··· MATERIAL SHOWN ···

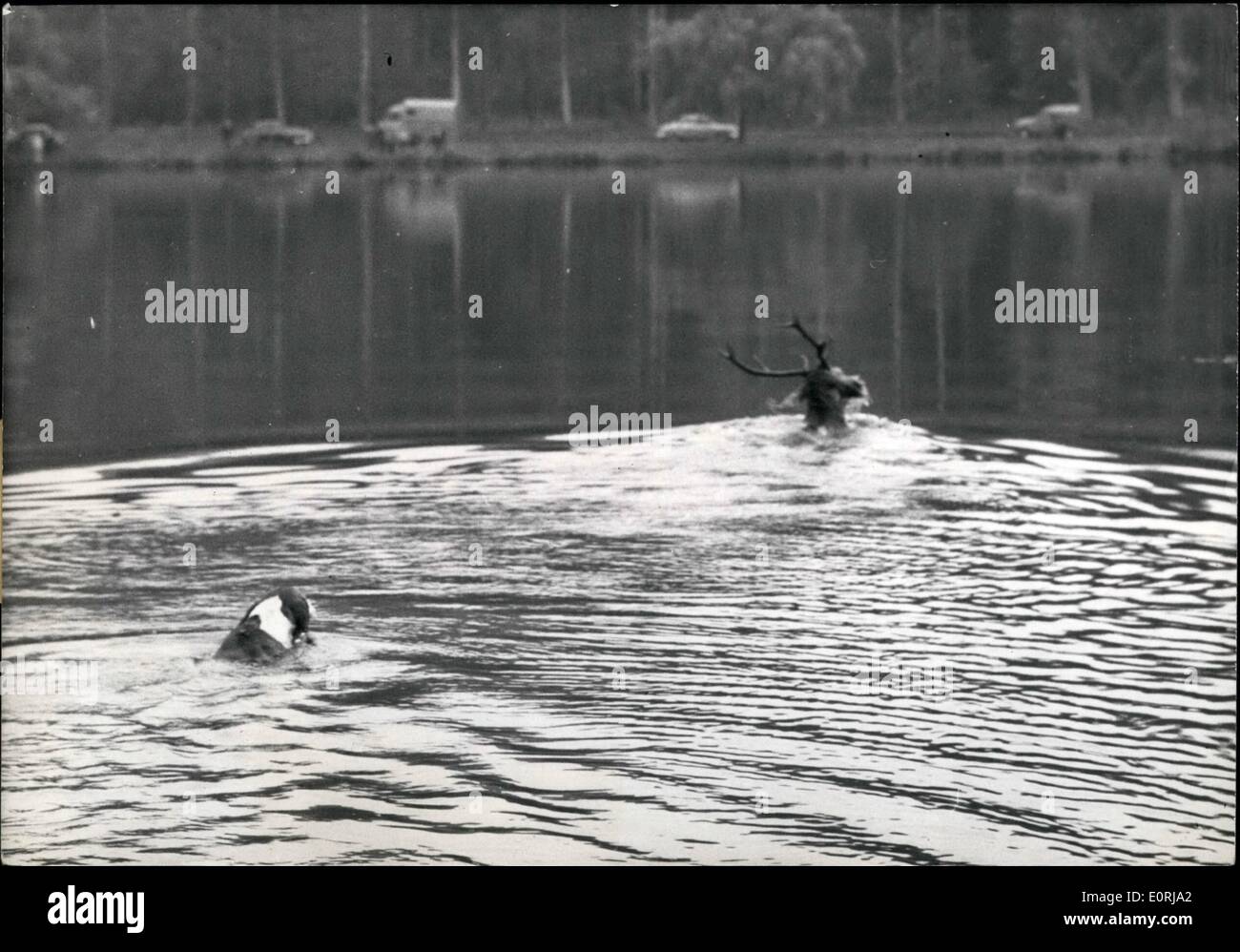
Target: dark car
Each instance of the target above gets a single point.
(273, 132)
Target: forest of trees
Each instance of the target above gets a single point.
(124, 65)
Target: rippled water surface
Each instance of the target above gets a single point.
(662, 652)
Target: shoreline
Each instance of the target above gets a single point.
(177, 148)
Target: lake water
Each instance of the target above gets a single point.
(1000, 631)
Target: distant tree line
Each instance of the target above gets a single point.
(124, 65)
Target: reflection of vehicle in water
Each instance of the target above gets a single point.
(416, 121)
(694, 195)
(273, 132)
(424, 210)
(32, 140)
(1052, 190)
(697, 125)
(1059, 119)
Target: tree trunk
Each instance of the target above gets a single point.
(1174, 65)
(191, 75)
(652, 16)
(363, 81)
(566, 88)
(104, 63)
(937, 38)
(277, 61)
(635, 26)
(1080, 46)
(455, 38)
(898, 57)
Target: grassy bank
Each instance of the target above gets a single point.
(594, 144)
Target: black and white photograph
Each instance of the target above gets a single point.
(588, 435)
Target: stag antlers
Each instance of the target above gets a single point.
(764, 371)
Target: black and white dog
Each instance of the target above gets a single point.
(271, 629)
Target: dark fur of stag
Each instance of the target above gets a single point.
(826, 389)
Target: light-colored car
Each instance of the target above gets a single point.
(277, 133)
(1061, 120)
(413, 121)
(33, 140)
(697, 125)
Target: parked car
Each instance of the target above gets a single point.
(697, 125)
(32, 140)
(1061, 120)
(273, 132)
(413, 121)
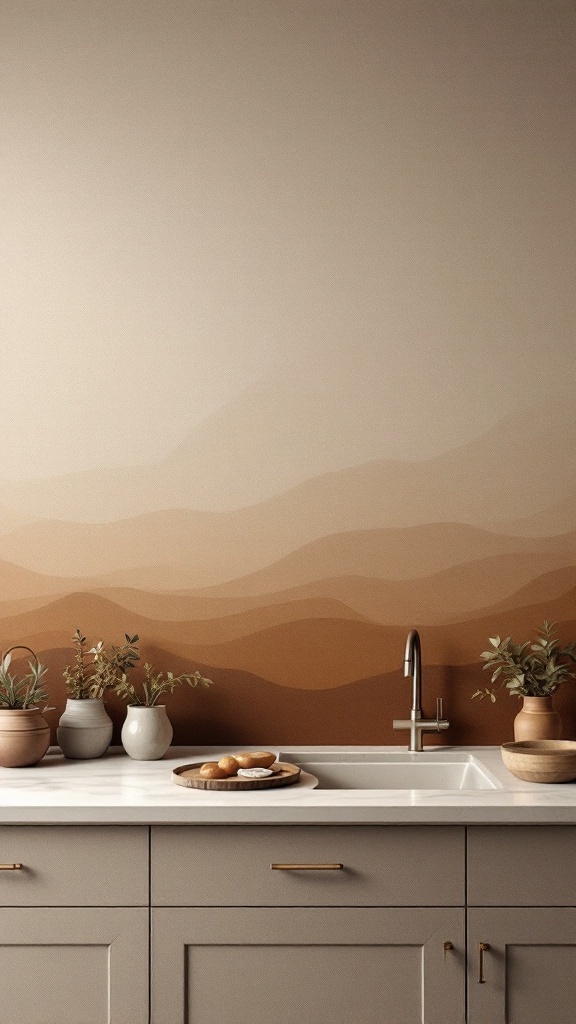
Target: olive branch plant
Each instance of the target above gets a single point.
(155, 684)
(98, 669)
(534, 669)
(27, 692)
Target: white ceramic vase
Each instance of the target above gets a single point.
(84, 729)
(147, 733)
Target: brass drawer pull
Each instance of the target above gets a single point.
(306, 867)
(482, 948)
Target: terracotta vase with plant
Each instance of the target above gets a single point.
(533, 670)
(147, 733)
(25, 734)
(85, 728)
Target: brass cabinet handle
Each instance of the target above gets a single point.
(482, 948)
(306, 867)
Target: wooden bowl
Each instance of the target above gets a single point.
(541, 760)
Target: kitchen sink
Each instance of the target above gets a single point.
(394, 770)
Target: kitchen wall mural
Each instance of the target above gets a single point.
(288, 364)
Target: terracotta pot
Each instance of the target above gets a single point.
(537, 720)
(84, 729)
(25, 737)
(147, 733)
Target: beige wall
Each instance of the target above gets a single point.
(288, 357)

···
··· MATERIAL SHOWN ···

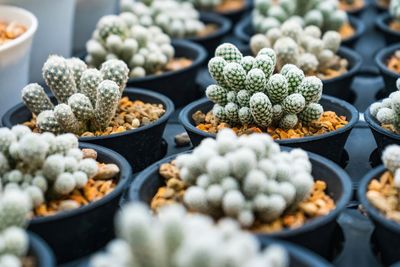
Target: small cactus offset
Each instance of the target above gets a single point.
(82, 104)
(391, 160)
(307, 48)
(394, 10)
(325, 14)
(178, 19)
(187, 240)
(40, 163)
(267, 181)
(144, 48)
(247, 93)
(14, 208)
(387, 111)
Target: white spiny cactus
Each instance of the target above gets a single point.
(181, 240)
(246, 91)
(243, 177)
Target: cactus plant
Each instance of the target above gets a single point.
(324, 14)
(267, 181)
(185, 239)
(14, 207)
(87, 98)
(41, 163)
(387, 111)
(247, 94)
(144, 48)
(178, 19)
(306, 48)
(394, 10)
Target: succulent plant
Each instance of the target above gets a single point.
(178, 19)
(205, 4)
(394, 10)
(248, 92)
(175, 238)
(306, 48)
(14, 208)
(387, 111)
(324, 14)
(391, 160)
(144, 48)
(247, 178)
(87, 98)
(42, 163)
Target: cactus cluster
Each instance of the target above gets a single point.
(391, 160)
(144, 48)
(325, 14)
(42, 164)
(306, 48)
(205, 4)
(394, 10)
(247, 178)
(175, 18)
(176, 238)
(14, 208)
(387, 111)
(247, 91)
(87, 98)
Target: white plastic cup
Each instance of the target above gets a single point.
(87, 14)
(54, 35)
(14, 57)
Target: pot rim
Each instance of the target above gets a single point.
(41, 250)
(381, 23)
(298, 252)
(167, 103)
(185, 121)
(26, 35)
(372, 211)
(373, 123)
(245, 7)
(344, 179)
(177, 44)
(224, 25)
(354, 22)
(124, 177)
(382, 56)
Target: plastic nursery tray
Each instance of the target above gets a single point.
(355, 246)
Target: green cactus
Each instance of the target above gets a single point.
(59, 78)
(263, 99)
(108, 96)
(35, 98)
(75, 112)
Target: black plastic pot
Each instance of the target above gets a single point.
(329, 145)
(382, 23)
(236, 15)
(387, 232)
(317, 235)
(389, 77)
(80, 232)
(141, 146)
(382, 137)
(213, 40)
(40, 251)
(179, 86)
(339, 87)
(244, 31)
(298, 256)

···
··· MATERIAL SHOWN ···

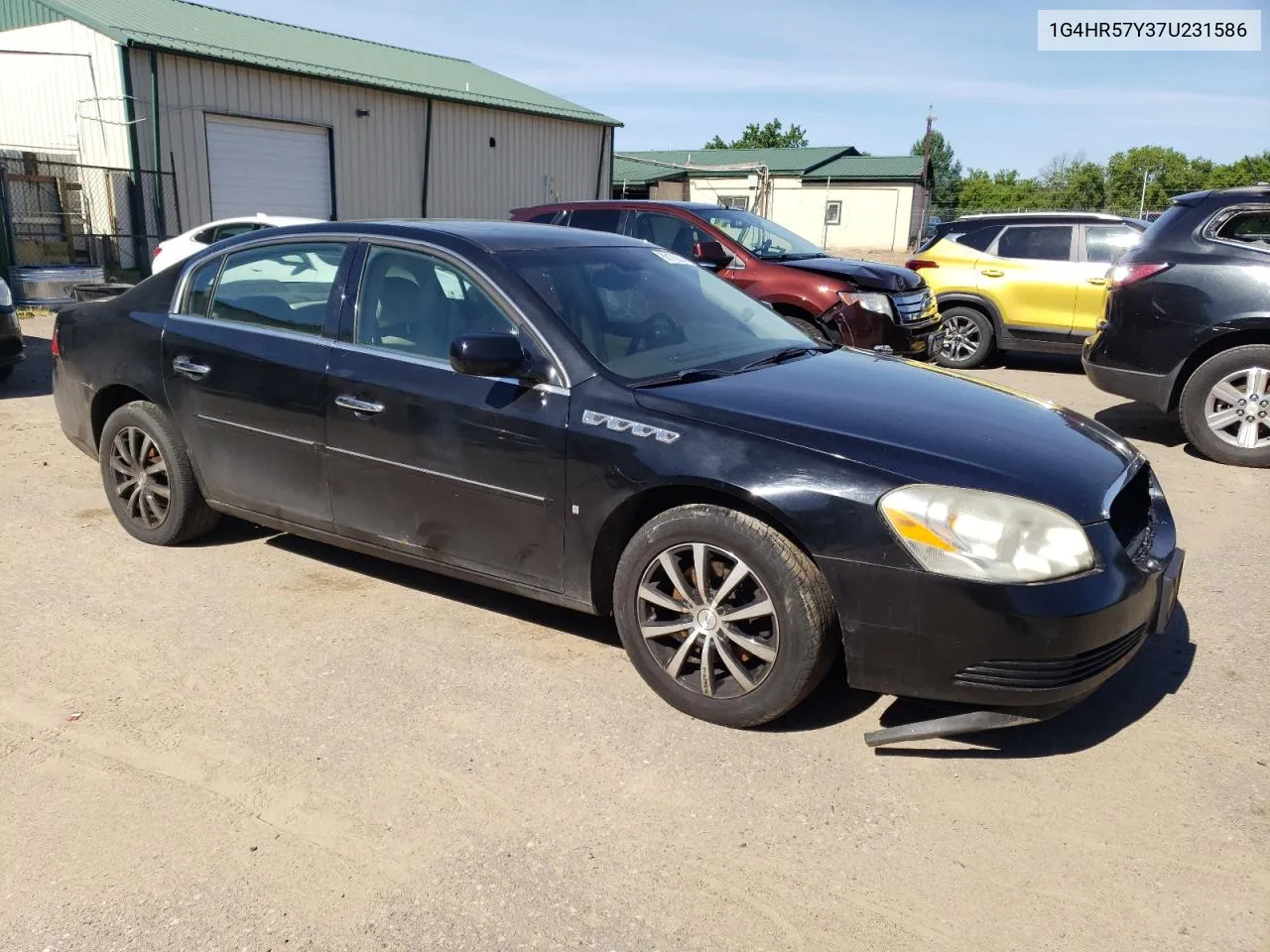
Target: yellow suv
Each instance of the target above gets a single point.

···

Extract every line in the data above that contains the word "plastic", treating uppercase and lowercase letters as different.

### EXERCISE RESULT
Target: white plastic cup
Target: plastic nursery tray
Target: black plastic pot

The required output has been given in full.